Region-labeling records
──────────────────────────────

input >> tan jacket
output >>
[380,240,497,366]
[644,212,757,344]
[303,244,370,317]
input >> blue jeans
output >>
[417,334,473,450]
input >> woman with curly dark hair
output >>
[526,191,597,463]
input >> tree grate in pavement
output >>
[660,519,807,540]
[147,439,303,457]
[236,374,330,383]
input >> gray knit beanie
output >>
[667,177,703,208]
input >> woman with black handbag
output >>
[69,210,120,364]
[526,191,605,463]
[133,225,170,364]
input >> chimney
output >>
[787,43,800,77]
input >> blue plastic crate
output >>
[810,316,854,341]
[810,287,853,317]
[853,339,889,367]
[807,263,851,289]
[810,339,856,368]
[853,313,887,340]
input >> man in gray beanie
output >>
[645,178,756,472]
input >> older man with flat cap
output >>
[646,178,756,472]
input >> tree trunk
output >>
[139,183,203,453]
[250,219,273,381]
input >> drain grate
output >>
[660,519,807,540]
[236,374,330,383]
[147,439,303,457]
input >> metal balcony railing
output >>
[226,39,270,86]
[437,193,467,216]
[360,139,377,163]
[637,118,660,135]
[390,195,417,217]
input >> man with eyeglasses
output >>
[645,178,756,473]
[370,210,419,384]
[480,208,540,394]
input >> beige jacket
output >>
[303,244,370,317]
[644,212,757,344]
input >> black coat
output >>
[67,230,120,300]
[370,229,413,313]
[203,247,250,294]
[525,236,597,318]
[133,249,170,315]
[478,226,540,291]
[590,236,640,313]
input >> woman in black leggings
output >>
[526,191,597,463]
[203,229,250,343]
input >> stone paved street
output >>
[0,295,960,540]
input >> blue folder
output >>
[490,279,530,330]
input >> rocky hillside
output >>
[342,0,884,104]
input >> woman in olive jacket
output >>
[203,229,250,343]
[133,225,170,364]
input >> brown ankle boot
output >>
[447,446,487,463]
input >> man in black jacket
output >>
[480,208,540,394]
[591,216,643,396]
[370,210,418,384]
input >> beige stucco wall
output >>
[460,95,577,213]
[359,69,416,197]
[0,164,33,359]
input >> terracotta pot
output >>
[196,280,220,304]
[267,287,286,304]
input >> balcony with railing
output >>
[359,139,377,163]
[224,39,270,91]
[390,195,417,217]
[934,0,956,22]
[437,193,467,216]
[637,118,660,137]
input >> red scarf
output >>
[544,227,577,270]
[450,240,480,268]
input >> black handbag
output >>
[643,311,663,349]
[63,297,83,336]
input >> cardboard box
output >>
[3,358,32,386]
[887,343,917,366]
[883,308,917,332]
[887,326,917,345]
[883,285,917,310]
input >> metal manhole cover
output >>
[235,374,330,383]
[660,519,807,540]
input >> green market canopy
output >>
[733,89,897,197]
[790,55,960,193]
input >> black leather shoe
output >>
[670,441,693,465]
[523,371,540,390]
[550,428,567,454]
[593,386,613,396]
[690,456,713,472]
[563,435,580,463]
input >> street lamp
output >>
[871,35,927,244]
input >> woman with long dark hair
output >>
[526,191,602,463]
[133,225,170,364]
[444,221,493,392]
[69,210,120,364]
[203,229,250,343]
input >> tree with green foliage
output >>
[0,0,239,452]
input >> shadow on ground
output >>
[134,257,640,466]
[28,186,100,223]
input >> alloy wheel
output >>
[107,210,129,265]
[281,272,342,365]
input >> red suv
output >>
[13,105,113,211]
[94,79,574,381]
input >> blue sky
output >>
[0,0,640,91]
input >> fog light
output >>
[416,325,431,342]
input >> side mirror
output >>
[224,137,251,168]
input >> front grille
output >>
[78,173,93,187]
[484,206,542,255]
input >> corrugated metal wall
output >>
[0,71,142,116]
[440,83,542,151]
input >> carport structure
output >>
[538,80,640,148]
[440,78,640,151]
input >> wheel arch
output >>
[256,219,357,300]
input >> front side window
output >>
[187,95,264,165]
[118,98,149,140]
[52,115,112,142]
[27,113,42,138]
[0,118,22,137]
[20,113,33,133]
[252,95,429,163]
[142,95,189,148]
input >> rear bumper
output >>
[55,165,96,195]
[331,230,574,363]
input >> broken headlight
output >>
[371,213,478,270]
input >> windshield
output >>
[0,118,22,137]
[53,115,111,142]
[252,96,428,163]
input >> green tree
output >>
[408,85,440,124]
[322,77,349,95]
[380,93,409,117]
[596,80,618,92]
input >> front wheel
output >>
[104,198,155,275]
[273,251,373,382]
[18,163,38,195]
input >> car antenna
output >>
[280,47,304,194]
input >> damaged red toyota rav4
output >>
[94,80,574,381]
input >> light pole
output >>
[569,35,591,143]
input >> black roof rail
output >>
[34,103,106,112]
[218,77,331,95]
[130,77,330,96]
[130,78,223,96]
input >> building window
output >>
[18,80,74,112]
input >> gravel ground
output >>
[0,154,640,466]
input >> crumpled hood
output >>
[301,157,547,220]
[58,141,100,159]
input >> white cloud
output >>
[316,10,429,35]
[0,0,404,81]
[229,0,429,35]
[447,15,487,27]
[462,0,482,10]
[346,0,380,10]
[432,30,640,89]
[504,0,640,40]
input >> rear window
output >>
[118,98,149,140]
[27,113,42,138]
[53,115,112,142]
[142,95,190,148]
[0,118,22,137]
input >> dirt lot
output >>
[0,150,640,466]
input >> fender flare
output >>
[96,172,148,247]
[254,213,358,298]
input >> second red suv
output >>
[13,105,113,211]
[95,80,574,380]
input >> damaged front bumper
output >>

──────────────────────────────

# EXERCISE PROMPT
List each line from the rows above that contains the word "hair". Case counts.

# SOLUTION BELOW
input >> woman with curly dark hair
input >> woman with long dark hair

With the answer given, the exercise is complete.